#### DIRECTION:
Using the records below, copy out exactly the line that contains "the dark green" and every line that follows it, up to and including the last, and no others.

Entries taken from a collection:
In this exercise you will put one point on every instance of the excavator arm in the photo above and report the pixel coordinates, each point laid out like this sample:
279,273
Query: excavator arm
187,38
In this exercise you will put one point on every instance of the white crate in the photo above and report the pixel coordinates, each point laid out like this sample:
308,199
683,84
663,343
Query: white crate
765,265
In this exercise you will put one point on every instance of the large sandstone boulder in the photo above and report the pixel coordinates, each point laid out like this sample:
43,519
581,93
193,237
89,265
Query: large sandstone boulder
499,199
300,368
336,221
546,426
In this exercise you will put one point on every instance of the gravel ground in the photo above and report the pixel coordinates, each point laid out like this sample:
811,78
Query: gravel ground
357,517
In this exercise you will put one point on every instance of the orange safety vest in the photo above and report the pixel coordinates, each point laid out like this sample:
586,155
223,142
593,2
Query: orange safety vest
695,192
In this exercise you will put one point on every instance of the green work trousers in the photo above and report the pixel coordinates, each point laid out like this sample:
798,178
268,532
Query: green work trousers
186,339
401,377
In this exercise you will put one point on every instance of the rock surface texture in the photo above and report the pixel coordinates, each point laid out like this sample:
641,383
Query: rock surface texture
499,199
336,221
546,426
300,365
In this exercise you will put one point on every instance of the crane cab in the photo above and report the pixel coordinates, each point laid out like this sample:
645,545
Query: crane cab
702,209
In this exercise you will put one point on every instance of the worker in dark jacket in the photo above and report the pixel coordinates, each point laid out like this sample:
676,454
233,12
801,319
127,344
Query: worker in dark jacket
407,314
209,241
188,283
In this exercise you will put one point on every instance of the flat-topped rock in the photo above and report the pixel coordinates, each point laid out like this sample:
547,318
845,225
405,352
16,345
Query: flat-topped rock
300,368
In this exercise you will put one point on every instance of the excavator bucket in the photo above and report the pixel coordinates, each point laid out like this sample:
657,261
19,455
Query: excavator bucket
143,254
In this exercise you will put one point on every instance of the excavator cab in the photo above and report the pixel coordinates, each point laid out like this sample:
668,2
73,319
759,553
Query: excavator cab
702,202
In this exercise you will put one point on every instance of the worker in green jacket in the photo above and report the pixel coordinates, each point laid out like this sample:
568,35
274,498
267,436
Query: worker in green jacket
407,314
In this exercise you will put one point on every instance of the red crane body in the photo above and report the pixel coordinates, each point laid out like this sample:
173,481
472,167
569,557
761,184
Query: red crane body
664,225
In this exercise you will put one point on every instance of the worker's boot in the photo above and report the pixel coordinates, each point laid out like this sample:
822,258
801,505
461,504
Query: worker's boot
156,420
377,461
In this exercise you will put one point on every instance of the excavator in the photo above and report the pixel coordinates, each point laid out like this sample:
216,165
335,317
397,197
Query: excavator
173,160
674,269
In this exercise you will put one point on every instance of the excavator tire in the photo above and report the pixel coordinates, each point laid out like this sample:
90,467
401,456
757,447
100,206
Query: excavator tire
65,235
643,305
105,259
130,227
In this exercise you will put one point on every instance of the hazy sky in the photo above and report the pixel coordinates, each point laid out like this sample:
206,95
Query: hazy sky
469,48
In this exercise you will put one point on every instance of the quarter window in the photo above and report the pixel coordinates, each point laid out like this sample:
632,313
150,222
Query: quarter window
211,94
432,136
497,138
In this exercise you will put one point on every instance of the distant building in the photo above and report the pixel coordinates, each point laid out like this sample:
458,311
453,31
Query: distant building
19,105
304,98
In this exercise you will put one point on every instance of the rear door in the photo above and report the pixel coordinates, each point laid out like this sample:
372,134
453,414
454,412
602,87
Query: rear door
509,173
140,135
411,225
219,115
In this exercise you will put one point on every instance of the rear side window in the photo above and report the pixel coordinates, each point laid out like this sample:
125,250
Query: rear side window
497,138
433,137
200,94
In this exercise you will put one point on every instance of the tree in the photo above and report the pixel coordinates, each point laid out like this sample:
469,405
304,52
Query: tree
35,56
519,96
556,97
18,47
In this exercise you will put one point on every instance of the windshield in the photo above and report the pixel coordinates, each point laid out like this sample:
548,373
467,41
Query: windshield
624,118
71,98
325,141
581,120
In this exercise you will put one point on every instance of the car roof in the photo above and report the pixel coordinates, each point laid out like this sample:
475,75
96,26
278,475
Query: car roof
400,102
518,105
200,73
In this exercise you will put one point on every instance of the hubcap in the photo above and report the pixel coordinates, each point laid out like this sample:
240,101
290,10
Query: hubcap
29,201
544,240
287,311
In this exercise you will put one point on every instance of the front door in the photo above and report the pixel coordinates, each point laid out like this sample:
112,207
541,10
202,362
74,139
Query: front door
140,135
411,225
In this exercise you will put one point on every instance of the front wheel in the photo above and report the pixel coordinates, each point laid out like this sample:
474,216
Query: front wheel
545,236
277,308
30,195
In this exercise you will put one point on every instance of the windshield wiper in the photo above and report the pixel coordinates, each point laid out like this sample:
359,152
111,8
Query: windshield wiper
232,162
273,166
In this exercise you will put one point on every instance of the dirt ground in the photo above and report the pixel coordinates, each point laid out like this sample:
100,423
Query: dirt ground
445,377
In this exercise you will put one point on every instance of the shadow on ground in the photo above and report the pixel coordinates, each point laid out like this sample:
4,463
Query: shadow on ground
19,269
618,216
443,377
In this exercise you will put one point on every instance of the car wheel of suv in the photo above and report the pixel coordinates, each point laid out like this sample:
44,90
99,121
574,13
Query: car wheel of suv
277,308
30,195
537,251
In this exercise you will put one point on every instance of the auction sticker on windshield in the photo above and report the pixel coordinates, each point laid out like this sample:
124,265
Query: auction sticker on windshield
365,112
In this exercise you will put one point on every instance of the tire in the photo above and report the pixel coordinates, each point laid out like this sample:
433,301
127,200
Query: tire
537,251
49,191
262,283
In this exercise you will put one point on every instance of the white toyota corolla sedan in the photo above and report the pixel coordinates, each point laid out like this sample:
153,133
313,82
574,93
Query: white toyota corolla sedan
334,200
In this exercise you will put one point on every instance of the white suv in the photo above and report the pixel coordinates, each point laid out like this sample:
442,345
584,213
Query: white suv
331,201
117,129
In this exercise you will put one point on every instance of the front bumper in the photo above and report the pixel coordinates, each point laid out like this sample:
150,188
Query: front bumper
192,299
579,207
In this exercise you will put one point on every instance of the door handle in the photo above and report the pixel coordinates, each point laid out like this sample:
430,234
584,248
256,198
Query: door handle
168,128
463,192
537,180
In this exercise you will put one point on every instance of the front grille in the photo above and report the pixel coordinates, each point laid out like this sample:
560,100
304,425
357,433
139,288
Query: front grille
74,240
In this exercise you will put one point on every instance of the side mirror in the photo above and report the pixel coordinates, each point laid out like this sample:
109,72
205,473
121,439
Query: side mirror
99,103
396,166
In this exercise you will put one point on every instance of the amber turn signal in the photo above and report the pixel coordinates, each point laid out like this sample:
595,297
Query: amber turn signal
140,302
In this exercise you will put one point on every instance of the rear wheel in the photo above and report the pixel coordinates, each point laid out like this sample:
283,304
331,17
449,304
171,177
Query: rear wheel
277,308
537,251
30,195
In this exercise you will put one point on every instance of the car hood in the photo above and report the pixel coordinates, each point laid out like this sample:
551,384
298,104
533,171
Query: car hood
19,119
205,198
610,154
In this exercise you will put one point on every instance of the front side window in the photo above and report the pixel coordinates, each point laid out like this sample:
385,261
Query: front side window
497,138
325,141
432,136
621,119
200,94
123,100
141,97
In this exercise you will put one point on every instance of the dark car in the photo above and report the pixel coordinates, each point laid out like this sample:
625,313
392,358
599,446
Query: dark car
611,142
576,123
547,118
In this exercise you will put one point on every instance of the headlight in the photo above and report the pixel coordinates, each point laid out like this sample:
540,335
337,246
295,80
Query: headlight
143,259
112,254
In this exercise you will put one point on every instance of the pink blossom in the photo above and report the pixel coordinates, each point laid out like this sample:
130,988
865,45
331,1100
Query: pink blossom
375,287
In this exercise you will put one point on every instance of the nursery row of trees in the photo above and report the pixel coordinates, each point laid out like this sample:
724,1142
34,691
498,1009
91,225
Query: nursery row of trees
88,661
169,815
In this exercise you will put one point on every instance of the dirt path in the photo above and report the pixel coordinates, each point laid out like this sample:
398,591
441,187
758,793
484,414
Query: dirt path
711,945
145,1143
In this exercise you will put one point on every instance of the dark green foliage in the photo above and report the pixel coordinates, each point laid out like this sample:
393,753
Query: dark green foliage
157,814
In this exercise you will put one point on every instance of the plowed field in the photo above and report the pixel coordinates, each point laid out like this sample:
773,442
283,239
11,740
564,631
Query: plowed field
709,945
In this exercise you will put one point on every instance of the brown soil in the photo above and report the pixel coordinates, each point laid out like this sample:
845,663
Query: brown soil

#### THE OUTPUT:
In this exercise you will put one point on every instance of the dark green foliage in the photo above and report the pixel coordinates, each point laid out like this sample:
393,753
Query: dark green foliage
157,814
In this exercise you will put one point on every instance of the plowed field in the photo above and report the pixel coordinates, each point laid out like this sample:
773,442
283,239
11,740
564,631
Query: plowed field
709,945
In this exercise you will put one point on every instance of the brown soil in the photo above and report the pixel coordinates, each point laid out like this sample:
845,663
Query: brown soil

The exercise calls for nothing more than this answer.